Víctor Paz Otero
Considerada en abstracto y omitiendo toda consideración sobre los verdaderos significados e implicaciones que tiene todo hecho político, el pacifismo, o la posición pacifista, parece una opción moral y filosófica no solamente positiva sino deseable para todas las comunidades humanas. Es más, el pacifismo está rodeado de una aureola casi de prestigio sagrado. Ofrecer la mejilla izquierda cuando ha sido ultrajada la mejilla derecha. Oponer resistencia al mal y a la violencia, son parte de ese credo inocente y venerable con el cual el pacifismo ha pretendido siempre estar de acuerdo. Así mismo, en abstracto, los oficiantes del pacifismo parecen encarnar uno de los más bellos y utópicos anhelos colectivos de la especie humana: el supremo valor de la armonía y de la paz como normal reguladora de la convivencia humana.
Los grandes y reconocidos pacifistas de la historia, tal vez un Gandhi, tal vez un Roman Roland, posiblemente también un León Tolstoi o un Tomás Mann y también muchos de los papas católicos, se nos antojan, mirados en perspectiva, como grandes y respetables santones de una ética, que tal vez en su momento no tenía ningún sólido ni verdadero fundamento político. Ellos serían la expresión de la sensatez humana siempre y cuando no existiera la insensatez humana. Pues anhelar una paz en abstracto es como anhelar un mundo sin enfermedad o sin recurrir a las drogas que puedan eliminarla.

> **Extractos de registros**
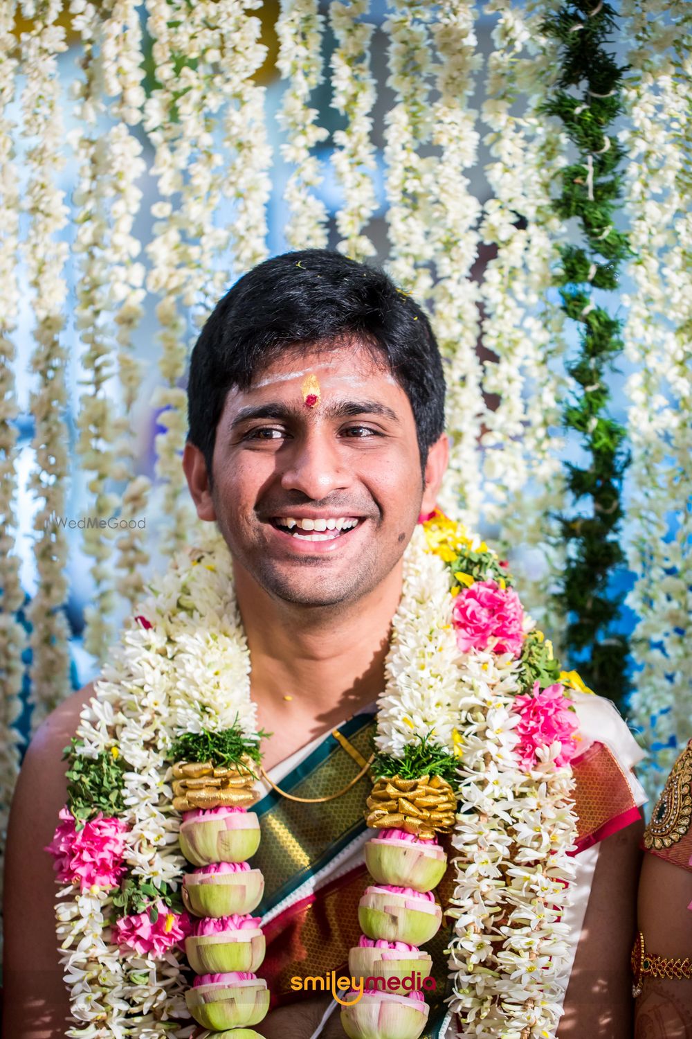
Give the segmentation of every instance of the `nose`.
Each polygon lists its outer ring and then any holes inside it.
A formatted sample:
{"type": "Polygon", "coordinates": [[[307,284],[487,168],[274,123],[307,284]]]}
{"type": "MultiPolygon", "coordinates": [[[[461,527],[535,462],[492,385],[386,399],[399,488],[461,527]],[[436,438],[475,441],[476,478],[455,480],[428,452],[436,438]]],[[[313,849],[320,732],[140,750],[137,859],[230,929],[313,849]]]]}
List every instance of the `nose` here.
{"type": "Polygon", "coordinates": [[[283,457],[283,490],[301,490],[312,501],[322,501],[333,490],[351,484],[339,445],[331,431],[308,430],[294,442],[283,457]]]}

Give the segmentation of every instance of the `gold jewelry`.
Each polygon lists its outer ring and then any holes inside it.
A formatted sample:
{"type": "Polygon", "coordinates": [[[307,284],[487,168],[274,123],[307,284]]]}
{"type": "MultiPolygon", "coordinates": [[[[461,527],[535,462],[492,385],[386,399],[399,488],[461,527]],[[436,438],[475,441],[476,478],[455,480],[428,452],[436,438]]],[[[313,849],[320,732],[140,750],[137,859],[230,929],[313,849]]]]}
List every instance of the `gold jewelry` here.
{"type": "Polygon", "coordinates": [[[641,931],[634,939],[630,962],[634,976],[632,994],[635,998],[641,995],[641,983],[644,978],[667,978],[669,981],[692,978],[692,963],[689,956],[686,956],[684,960],[669,960],[665,956],[653,956],[644,948],[644,936],[641,931]]]}

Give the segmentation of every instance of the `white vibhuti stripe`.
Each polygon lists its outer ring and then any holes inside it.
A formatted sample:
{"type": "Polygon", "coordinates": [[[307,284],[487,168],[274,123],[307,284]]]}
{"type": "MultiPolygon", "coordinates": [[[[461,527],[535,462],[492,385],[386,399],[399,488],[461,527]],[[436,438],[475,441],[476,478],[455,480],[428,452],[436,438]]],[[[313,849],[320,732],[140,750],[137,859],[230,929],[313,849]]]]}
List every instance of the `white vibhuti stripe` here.
{"type": "Polygon", "coordinates": [[[64,194],[57,177],[64,165],[60,117],[58,55],[66,49],[64,29],[56,24],[62,4],[44,0],[22,4],[31,28],[22,35],[22,135],[27,141],[29,216],[24,260],[34,315],[31,369],[37,389],[30,398],[34,417],[34,469],[29,489],[40,501],[34,518],[34,557],[38,586],[29,606],[32,727],[35,728],[70,692],[70,625],[63,612],[67,596],[67,542],[56,517],[64,518],[70,435],[63,420],[67,402],[67,352],[64,328],[66,286],[63,268],[67,243],[57,236],[67,224],[64,194]]]}

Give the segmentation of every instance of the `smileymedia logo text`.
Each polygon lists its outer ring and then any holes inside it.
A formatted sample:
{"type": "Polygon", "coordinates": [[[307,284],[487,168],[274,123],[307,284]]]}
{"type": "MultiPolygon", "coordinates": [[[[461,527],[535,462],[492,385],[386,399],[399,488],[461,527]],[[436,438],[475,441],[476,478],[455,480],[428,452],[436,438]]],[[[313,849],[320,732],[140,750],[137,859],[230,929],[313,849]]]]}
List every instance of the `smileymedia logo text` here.
{"type": "Polygon", "coordinates": [[[109,516],[104,520],[102,516],[82,516],[81,520],[68,520],[66,516],[58,516],[53,513],[49,524],[55,524],[62,530],[146,530],[146,516],[141,520],[123,520],[121,516],[109,516]]]}

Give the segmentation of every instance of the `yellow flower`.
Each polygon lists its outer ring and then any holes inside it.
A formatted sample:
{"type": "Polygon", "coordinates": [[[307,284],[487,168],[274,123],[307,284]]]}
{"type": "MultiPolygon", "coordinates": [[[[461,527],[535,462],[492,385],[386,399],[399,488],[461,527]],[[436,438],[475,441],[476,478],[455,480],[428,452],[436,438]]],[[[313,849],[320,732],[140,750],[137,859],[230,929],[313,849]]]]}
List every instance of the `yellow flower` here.
{"type": "Polygon", "coordinates": [[[578,690],[580,693],[590,693],[591,696],[596,695],[593,690],[588,688],[576,671],[560,671],[560,682],[563,682],[572,689],[578,690]]]}
{"type": "Polygon", "coordinates": [[[454,577],[462,584],[465,584],[467,588],[470,588],[472,584],[475,584],[475,578],[472,578],[470,574],[465,574],[463,570],[454,570],[454,577]]]}

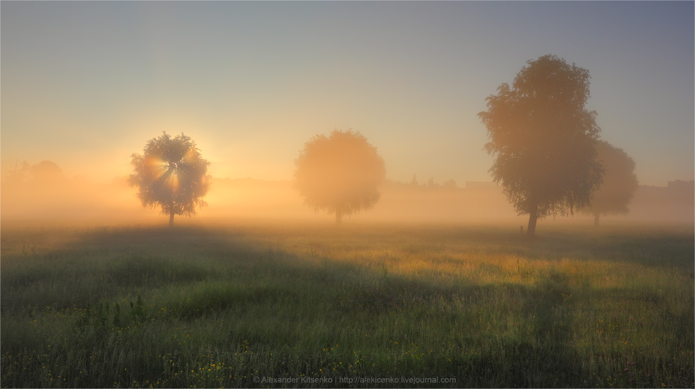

> **Orden de trabajo A**
Responde estas preguntas sobre el texto acerca del pacifismo:
(i) ¿Qué mejilla se ofrece cuando ha sido ultrajada la mejilla derecha?
(ii) Además de los papas católicos, ¿a qué cuatro pacifistas nombra el texto?
(iii) ¿Con qué compara el texto el anhelo de una paz en abstracto?
> **Orden de trabajo B**
Sustituye "armonía" por "concordia" y copia el texto sobre el pacifismo desde "Víctor Paz Otero" hasta "la convivencia humana.", ambos incluidos.
> **Orden de trabajo C**
Prolonga el texto sobre el pacifismo a partir de su última oración.

> **Respuesta del ejercicio A**
(i) La mejilla izquierda.
(ii) Gandhi, Roman Roland, León Tolstoi y Tomás Mann.
(iii) Con anhelar un mundo sin enfermedad o sin recurrir a las drogas que puedan eliminarla.

> **Respuesta del ejercicio B**
Víctor Paz Otero
Considerada en abstracto y omitiendo toda consideración sobre los verdaderos significados e implicaciones que tiene todo hecho político, el pacifismo, o la posición pacifista, parece una opción moral y filosófica no solamente positiva sino deseable para todas las comunidades humanas. Es más, el pacifismo está rodeado de una aureola casi de prestigio sagrado. Ofrecer la mejilla izquierda cuando ha sido ultrajada la mejilla derecha. Oponer resistencia al mal y a la violencia, son parte de ese credo inocente y venerable con el cual el pacifismo ha pretendido siempre estar de acuerdo. Así mismo, en abstracto, los oficiantes del pacifismo parecen encarnar uno de los más bellos y utópicos anhelos colectivos de la especie humana: el supremo valor de la concordia y de la paz como normal reguladora de la convivencia humana.

> **Respuesta del ejercicio C**
La paz, antes que un deseo, es una construcción histórica y cultural. No es un valor moral que se instaura en la historia por obra de los dioses o por gracia de la providencia. La paz, por el contrario, es una compleja arquitectura en cuya elaboración intervienen de manera deliberada y consciente muchos grupos y muchos esfuerzos humanos, esfuerzo en los que las más de las veces y de manera paradojal intervienen la fuerza, la violencia o la codicia. Ese deseo, o ese anhelo colectivo sería susceptible de materializarse en la sociedad siempre y cuando cada uno de los hombres considerara consensualmente que la paz es el bien máximo y el estado ideal para solucionar los conflictos y las dificultades que surgen de esa misma convivencia entre los humanos.
¿Pero de qué le sirve ser pacificas a las ovejas cuando son agredidas por el rebaño de los lobos? Ningún lobo, por su esencia, su instinto o naturaleza, dejaría de un lado el apetito carnívoro para poder complacer la supuesta ternura de la inocente oveja. La fábula es elemental, pero de una fuerza y de una lógica impecable e implacable. Sin embargo, a veces de esa simplicidad se alimentan intrincadas formulaciones teóricas y políticas, o fórmulas como aquella de que para merecer la paz hay que ganar la guerra.
En Colombia y desde hace muchísimos años la irracionalidad de muchos violentos, que hasta han sido designados como “perros rabiosos”, está conduciendo a un punto crítico y doloroso, como es el de suponer que solo haciendo una guerra verdadera y efectiva tendremos derecho a Mercer una paz ambigua o transitoria.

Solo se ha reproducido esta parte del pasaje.